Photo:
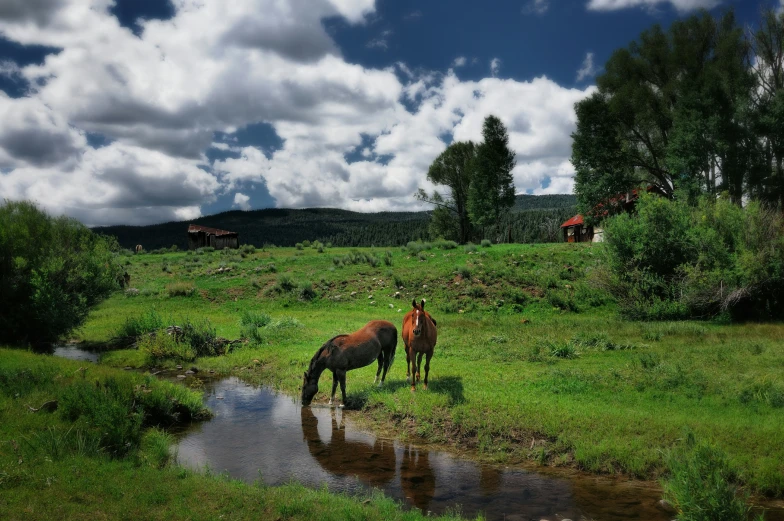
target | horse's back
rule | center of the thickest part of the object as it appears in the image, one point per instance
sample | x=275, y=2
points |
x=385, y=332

...

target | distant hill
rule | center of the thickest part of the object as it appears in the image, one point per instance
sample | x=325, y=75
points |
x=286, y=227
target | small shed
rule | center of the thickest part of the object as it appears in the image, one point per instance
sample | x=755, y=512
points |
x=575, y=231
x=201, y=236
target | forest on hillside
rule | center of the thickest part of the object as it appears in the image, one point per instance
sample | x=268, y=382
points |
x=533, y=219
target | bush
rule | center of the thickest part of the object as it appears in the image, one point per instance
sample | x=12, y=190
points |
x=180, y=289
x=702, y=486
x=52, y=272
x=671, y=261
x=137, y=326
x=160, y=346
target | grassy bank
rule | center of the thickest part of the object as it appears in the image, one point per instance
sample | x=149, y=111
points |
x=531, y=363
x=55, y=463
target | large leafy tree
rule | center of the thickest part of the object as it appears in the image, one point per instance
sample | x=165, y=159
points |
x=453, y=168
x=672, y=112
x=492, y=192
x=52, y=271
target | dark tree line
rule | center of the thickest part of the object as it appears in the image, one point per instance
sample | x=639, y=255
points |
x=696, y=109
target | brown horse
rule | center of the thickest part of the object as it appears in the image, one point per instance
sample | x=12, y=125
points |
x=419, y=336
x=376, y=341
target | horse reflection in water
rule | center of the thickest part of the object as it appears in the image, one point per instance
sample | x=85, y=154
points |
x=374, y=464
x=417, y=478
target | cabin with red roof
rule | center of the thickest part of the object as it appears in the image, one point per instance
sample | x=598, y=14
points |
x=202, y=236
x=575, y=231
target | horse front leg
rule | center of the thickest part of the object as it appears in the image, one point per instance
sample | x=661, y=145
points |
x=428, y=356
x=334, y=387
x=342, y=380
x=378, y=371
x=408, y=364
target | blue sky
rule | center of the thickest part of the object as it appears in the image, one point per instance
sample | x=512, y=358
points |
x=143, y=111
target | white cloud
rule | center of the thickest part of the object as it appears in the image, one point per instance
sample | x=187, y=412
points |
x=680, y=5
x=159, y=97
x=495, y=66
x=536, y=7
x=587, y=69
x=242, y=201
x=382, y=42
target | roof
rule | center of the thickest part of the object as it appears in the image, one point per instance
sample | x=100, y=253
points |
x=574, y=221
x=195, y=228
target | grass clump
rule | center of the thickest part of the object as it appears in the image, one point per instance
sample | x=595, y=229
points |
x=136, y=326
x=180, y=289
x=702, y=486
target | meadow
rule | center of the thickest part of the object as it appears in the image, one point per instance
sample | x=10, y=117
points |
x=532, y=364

Instruction :: Count the lines of the listing that contain the string "roof", and give only that number.

Answer to the task :: 2